• [DATA EXTRACTS]

==========

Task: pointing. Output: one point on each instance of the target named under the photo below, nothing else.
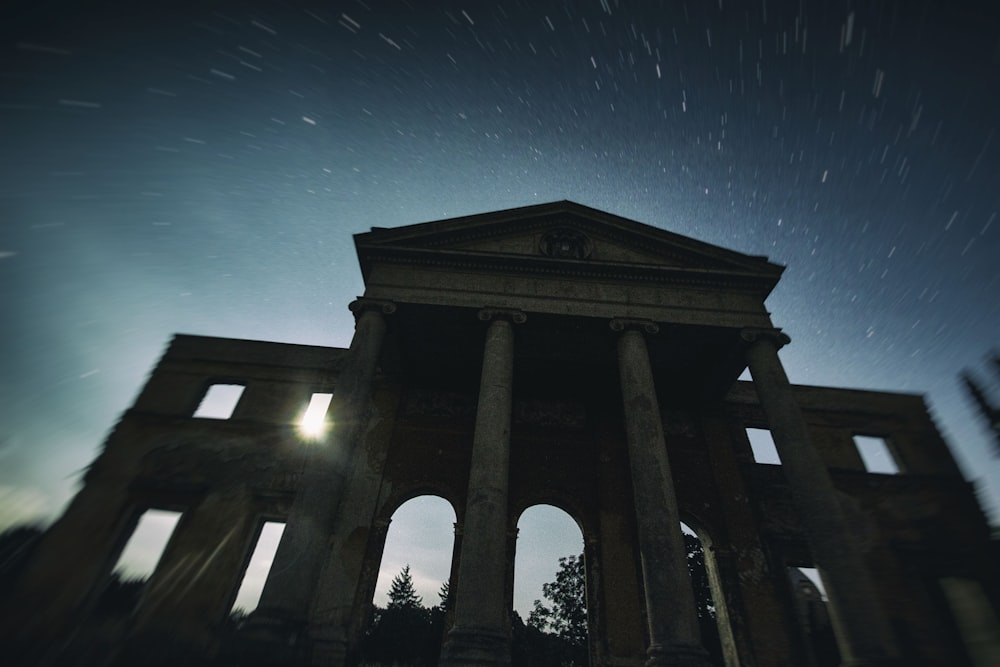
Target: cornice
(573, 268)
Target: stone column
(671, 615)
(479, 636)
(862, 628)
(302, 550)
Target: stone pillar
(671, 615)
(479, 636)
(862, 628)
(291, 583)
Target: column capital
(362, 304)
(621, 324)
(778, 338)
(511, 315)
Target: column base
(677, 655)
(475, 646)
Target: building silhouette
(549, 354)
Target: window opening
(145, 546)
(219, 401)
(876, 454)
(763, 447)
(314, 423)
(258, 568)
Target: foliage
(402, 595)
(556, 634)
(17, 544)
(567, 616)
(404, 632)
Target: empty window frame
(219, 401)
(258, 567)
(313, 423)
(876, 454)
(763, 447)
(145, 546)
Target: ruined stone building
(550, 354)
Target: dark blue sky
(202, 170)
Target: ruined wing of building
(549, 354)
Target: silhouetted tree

==========

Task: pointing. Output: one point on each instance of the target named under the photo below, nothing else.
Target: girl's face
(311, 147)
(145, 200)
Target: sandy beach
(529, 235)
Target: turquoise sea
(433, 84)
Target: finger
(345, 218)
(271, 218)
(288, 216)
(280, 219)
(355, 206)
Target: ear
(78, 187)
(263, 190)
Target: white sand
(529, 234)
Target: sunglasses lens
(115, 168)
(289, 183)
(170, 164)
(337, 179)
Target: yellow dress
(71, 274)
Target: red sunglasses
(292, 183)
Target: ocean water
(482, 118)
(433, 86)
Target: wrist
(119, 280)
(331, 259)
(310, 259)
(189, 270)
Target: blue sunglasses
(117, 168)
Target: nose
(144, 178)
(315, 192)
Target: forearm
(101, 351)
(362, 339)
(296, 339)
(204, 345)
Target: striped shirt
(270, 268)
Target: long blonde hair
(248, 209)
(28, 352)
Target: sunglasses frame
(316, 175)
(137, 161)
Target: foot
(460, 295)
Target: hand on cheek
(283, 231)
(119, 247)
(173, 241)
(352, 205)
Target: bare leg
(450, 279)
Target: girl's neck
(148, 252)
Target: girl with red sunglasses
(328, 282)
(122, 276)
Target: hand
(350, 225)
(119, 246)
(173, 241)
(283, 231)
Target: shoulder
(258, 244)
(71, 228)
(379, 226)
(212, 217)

==========

• [ACTION ITEM] Beginning with the line that has "Target: ruined wing of building" and ending with the line that has "Target: silhouetted tree", set down the lines above exactly and include no others.

• [OUTPUT]
Target: ruined wing of building
(549, 354)
Target: silhouetted tree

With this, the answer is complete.